**WORK TO COMPLETE**
From the records below, extract every line that contains the word "tank".

::: RECORDS FOR THIS TASK

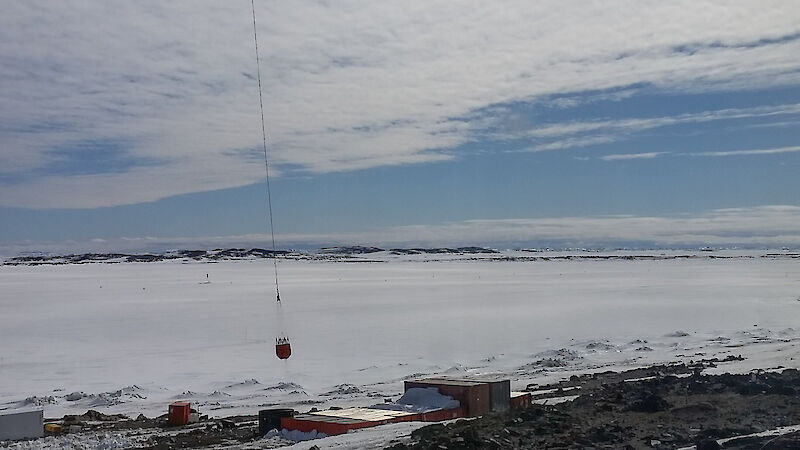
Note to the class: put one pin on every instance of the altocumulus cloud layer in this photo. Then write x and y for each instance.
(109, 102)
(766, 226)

::::::
::: RECORDS FOR THIS TASK

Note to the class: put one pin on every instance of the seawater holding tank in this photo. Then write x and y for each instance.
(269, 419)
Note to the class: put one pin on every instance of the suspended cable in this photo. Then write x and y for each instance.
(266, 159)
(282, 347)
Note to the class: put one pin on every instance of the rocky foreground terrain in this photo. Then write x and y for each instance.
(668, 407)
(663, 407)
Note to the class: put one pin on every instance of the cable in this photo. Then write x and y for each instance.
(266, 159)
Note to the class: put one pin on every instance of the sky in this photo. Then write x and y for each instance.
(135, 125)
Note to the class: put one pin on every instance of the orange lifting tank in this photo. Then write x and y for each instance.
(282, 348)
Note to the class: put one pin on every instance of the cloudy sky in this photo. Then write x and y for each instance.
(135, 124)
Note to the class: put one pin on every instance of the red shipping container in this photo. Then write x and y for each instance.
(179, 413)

::::::
::: RECORDS FOR THIS TASK

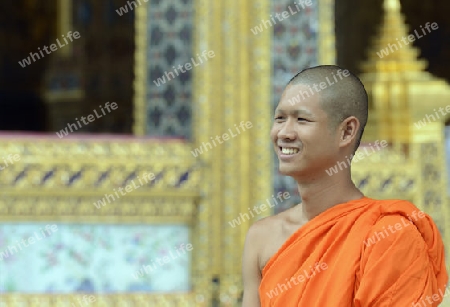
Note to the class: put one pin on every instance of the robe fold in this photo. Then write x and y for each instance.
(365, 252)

::::::

**TASK ANSWER**
Note to the class: put one pin on every instance of the seawater holding tank in this photo. Then write x and y for each instance.
Note to the class: put one pin on every instance of the orange lifting tank in this photo. Then write x and y for each instance.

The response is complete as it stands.